BEGIN

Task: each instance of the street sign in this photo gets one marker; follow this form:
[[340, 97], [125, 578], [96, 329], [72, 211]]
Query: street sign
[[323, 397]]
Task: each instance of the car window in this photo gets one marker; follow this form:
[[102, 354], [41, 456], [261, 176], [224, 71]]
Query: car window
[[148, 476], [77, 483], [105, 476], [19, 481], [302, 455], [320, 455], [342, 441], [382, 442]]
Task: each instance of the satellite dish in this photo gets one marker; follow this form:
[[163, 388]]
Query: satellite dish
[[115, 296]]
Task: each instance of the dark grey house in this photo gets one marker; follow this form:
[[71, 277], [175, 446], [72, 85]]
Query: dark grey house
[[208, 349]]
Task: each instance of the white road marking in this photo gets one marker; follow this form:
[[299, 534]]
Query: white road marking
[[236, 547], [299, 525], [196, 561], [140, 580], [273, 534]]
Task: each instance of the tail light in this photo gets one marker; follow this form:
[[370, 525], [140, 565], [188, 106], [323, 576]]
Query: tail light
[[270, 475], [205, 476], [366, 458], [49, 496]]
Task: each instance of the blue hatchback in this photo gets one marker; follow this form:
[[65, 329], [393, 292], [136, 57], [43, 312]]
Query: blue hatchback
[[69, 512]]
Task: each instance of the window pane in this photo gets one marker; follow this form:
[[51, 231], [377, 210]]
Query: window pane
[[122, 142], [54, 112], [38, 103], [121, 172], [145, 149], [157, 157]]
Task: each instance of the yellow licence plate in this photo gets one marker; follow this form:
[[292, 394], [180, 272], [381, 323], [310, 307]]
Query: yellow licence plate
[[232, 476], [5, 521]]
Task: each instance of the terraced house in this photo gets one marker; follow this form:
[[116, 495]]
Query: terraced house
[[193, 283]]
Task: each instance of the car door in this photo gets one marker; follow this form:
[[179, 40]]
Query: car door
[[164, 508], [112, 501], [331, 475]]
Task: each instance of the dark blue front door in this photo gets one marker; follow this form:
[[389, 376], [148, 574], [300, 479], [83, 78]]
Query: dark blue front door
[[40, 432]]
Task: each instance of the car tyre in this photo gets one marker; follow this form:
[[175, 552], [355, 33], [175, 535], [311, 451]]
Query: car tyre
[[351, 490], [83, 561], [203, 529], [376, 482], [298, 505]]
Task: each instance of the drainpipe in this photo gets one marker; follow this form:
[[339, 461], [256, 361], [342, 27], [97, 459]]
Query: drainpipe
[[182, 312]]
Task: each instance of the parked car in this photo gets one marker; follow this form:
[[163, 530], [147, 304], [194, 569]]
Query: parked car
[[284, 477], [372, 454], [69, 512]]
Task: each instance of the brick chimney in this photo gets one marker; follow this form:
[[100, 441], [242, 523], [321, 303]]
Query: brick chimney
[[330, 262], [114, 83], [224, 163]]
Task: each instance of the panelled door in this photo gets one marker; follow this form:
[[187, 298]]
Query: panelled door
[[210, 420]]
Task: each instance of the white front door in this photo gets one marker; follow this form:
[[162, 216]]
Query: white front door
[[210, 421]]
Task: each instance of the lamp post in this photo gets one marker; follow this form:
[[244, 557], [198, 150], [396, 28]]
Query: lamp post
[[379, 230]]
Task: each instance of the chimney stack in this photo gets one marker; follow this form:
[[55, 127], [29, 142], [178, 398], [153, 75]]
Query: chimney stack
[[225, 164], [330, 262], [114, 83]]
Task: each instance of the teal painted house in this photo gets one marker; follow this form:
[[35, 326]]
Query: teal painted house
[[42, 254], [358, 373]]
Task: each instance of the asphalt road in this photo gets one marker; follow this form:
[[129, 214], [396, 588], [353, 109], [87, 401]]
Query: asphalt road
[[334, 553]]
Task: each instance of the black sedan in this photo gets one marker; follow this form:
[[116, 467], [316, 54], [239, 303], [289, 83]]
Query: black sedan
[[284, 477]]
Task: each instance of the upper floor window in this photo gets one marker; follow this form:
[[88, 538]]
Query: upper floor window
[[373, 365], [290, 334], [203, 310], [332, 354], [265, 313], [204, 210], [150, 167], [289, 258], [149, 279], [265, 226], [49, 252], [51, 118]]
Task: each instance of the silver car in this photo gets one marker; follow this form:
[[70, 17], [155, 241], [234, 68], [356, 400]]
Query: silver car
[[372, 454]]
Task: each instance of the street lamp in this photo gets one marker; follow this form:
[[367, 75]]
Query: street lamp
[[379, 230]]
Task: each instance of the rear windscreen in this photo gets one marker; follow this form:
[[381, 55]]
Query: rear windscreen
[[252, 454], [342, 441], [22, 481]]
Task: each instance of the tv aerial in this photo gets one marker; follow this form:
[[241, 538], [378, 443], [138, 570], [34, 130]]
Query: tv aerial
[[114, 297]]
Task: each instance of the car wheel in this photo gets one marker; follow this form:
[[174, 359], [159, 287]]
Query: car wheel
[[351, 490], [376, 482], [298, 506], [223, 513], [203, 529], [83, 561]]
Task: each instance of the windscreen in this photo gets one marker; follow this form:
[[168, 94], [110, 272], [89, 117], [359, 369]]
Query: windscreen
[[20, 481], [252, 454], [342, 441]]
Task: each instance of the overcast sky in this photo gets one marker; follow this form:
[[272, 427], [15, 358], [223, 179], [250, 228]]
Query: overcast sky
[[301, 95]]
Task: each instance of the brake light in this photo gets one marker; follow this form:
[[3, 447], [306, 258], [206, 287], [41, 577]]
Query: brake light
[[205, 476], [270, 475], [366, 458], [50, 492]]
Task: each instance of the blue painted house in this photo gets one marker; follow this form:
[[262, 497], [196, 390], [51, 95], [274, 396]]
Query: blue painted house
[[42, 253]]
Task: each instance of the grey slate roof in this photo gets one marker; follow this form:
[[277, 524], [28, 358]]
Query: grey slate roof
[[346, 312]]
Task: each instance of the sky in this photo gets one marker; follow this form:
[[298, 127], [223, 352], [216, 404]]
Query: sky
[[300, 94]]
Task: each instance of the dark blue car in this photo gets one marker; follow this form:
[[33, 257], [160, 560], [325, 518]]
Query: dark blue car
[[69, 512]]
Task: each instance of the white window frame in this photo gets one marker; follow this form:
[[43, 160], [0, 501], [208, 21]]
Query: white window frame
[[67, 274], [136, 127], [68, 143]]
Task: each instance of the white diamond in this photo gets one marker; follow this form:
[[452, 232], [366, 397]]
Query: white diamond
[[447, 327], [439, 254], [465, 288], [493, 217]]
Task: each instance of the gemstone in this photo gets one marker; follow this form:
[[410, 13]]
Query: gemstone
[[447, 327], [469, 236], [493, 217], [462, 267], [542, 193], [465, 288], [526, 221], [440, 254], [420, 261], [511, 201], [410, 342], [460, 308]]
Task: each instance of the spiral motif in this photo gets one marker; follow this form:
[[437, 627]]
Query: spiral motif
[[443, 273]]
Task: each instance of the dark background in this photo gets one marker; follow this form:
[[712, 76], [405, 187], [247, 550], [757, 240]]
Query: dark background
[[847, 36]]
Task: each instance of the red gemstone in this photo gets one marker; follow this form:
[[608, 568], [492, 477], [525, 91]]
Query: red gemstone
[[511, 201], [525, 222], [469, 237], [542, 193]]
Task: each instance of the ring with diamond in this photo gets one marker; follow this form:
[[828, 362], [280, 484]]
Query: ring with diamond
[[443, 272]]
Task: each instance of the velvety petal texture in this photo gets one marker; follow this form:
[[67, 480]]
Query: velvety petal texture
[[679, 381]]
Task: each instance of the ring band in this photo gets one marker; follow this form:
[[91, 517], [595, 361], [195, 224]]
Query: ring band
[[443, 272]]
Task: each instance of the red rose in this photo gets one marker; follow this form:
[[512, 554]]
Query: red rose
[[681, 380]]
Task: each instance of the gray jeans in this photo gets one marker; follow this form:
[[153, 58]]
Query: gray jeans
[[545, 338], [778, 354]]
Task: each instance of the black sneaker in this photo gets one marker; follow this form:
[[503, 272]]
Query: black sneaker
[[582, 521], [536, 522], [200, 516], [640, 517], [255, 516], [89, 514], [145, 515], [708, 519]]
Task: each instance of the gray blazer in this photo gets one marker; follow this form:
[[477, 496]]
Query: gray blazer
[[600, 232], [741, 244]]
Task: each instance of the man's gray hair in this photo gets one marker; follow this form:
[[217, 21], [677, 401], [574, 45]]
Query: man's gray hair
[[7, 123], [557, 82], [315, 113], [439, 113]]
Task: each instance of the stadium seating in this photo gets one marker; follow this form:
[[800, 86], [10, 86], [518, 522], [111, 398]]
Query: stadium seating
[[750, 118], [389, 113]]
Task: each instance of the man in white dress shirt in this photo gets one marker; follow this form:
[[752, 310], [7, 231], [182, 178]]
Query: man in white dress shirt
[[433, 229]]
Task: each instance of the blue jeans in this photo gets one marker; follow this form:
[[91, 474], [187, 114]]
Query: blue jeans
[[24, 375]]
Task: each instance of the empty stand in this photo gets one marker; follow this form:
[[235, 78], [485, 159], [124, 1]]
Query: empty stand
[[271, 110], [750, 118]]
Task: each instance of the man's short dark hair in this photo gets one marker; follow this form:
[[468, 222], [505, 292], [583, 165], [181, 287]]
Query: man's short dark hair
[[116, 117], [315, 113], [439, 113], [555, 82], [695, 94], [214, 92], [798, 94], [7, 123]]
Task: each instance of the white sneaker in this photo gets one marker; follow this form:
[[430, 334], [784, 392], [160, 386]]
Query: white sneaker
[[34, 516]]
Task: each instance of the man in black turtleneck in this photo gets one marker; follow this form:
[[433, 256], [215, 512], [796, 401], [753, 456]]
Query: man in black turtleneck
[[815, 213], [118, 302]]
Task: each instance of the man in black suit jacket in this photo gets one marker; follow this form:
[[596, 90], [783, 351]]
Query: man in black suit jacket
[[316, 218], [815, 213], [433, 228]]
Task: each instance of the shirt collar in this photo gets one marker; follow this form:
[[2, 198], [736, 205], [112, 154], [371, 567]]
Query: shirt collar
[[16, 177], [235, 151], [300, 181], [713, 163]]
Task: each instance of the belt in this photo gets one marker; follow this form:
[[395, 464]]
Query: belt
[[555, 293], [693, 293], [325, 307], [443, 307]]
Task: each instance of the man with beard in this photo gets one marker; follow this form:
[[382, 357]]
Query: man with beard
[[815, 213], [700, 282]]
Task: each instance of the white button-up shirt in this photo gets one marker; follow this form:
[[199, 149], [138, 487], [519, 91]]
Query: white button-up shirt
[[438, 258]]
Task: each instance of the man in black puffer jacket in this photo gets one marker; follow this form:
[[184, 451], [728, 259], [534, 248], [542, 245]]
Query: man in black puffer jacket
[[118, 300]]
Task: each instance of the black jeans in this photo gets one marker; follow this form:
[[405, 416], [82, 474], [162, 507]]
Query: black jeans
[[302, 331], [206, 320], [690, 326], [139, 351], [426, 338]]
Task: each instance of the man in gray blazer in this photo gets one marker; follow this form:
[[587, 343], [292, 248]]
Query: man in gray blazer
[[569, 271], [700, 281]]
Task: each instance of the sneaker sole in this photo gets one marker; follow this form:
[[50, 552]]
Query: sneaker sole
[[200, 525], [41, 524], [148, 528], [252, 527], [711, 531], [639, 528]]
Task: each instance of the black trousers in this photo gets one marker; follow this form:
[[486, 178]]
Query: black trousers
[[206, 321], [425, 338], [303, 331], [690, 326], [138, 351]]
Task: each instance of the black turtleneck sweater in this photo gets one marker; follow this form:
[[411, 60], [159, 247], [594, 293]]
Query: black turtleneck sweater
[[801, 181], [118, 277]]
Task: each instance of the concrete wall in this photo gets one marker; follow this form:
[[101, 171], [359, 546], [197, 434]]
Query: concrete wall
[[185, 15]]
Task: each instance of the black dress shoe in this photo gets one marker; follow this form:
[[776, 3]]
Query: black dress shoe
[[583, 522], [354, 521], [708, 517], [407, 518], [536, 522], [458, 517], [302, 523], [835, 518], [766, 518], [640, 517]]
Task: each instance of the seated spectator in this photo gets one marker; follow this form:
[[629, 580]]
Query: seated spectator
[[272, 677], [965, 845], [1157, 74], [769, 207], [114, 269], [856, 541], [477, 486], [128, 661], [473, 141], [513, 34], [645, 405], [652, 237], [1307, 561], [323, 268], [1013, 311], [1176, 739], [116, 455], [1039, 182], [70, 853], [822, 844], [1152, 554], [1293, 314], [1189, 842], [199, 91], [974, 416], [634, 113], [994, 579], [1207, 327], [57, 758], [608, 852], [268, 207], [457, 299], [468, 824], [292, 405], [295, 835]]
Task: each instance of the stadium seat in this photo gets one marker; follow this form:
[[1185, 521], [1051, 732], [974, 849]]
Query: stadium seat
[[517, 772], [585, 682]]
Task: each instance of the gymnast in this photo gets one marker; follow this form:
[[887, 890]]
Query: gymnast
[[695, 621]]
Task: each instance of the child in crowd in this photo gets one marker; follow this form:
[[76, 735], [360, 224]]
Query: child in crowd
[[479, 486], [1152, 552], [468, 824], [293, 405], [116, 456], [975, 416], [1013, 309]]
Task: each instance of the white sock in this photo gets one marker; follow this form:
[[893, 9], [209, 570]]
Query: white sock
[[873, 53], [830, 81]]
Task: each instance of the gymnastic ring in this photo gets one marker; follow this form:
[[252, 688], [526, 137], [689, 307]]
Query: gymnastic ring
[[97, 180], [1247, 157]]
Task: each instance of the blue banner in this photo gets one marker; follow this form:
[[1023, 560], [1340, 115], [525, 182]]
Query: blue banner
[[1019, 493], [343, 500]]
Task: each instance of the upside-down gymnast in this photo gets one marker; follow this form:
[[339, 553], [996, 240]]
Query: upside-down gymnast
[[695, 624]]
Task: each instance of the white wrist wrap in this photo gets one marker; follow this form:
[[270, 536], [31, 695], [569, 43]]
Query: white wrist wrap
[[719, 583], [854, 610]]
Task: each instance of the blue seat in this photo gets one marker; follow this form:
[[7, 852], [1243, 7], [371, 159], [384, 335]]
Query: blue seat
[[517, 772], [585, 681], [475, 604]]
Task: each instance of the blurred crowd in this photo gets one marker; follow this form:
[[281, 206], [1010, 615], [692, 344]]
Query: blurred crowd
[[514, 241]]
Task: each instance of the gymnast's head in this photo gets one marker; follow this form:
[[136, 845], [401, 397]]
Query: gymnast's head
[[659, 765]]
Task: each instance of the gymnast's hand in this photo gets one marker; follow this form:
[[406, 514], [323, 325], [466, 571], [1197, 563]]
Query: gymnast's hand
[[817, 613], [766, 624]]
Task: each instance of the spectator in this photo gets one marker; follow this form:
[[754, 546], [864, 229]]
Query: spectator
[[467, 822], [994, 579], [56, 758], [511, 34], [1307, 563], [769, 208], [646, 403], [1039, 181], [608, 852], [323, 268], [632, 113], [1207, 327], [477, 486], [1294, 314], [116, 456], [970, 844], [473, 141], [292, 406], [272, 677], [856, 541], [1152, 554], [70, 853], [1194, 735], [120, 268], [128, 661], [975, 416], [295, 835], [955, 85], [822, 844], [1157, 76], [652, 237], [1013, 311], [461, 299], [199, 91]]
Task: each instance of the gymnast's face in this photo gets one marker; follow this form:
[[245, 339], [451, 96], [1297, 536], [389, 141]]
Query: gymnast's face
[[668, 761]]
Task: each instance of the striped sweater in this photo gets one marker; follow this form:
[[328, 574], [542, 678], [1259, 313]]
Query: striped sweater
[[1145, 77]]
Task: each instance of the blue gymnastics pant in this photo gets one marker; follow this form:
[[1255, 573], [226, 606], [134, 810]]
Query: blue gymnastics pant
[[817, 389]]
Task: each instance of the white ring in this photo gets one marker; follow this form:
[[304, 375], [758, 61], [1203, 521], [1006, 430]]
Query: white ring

END

◆ **Task goal**
Rewrite the rows from the line with "Task: each instance of the black jeans" to the line with "[[185, 15]]", substituting "point" for every "marker" and leaving all else unchanged.

◆ **Full solution**
Task: each instance of the black jeans in this photo gets one point; follow this form:
[[405, 416], [82, 474], [162, 507]]
Query: black jeans
[[302, 331], [206, 320], [690, 326], [139, 351], [426, 338]]
Task: each instance of the man in gray blazer in this photo gets one point; follow this form:
[[587, 343], [292, 248]]
Query: man in gray blazer
[[569, 271], [700, 281]]
Task: each instance of the sneaker sole in this photo gets one point; follow this form:
[[50, 552]]
Query: sneaker sole
[[200, 525], [41, 524], [148, 528], [252, 527], [711, 531], [639, 528]]
Task: each instance of the black trousers in this photo gets one point; follow this form:
[[486, 178]]
Query: black trousers
[[206, 321], [425, 338], [303, 331], [690, 326], [138, 351]]
Task: each instance of the black turtleneck sweater in this photo gets one point; follow this form:
[[411, 60], [159, 247], [594, 293]]
Query: black turtleneck sweater
[[801, 181], [118, 277]]
Task: each instance of the concrete wall in this photo gets one point; follow this form:
[[101, 171], [359, 546], [197, 434]]
Query: concrete wall
[[185, 15]]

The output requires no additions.